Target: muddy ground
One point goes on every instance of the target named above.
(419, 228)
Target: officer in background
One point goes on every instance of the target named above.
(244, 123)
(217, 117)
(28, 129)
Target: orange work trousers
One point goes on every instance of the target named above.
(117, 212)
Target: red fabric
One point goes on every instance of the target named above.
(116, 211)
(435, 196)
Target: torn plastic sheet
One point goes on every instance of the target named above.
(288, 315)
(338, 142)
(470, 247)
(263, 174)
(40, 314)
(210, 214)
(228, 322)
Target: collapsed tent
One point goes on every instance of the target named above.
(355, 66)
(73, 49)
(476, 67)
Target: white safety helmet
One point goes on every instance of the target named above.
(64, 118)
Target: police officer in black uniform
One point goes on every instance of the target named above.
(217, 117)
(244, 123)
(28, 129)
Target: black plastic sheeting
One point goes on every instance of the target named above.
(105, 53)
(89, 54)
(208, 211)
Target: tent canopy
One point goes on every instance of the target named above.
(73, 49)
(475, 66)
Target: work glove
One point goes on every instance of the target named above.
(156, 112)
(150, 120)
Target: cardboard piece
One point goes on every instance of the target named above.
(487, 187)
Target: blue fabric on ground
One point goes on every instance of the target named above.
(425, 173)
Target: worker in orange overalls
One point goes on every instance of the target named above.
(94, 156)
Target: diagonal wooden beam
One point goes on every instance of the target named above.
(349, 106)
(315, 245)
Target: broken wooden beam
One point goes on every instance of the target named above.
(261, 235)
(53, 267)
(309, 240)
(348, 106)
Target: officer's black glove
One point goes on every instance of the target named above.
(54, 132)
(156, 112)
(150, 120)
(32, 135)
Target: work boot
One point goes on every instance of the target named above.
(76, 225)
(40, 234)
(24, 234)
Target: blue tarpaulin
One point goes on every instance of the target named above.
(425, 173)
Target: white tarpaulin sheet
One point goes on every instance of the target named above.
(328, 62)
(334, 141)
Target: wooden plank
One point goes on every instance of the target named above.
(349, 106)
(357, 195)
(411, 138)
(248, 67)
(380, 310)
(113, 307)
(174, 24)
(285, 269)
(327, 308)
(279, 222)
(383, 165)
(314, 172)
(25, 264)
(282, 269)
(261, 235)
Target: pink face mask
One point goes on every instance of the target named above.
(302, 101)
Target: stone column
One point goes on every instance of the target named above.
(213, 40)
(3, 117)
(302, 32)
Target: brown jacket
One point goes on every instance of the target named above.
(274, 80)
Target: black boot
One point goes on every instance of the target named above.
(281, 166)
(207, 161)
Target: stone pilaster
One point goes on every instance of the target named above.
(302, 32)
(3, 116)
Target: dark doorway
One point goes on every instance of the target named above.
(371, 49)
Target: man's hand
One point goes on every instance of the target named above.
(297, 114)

**Exercise instructions**
Write out all of the records once more, exactly.

**Solution**
Target: muddy ground
One point goes on every instance of the target named above.
(419, 228)
Target: officer in background
One point goes on every instance of the target named above.
(244, 123)
(217, 117)
(28, 129)
Target: orange work trousers
One point goes on every instance of the target named above.
(117, 212)
Target: red fabric
One point goes on every instance of the target named above.
(116, 211)
(435, 196)
Target: torn plastic sheet
One point goes on every instance of the target named above.
(288, 315)
(338, 142)
(470, 247)
(263, 174)
(40, 314)
(210, 214)
(228, 322)
Target: collapsed tent
One point goes on every instance of the target named above.
(355, 66)
(73, 49)
(476, 67)
Target: white safety helmet
One point goes on every instance of the target named above.
(64, 118)
Target: police officer in black uniform
One point goes on every instance of the target named above.
(217, 117)
(244, 123)
(28, 129)
Target: black plastic sheeting
One point goes on every instance of the target named above.
(105, 53)
(89, 54)
(208, 211)
Target: tent canopy
One point goes on every instance of the target named above.
(73, 49)
(475, 66)
Target: work glove
One point goes on every instance of the target named above.
(156, 112)
(150, 120)
Target: cardboard piece
One point goes on every instance of the target named above.
(487, 187)
Target: blue fabric on ground
One point goes on every instance of the target named above.
(425, 173)
Target: worker in orange overalls
One point goes on every instance of the target named above.
(94, 156)
Target: diagonal wooden beam
One point goes on every instance of the target named above.
(349, 106)
(315, 245)
Target: broken wooden beam
One point goes on every instance of the target named above.
(261, 235)
(53, 267)
(309, 240)
(348, 106)
Target: officer's black glove
One point goes on every instance of the target named above.
(54, 132)
(156, 112)
(150, 120)
(32, 135)
Target: work boot
One point goes on every instance of the target named above.
(76, 225)
(40, 234)
(24, 234)
Target: blue tarpaulin
One point goes on every instance of the target named above.
(425, 173)
Target: white tarpaulin sheet
One point goes on every instance of the target named above.
(328, 62)
(334, 141)
Target: wooden plank
One point goes on every instance of the target named above.
(349, 106)
(357, 195)
(411, 138)
(248, 67)
(380, 310)
(113, 307)
(174, 24)
(285, 269)
(327, 308)
(279, 222)
(383, 165)
(314, 172)
(25, 264)
(282, 269)
(261, 235)
Target: pink face mask
One point goes on every instance of the target named above.
(302, 101)
Target: stone column
One point goes on every instance of the target named above.
(213, 40)
(3, 117)
(302, 32)
Target: brown jacket
One point goes on every instance of the target named above.
(274, 80)
Target: black boot
One point goes on every instance of the target named above.
(281, 166)
(207, 161)
Target: stone pilaster
One point goes on every instance of the target named above.
(302, 32)
(3, 116)
Target: dark doorway
One point goes on every instance of the target named above.
(371, 49)
Target: man's hand
One point goes on every instance of the target named above.
(297, 114)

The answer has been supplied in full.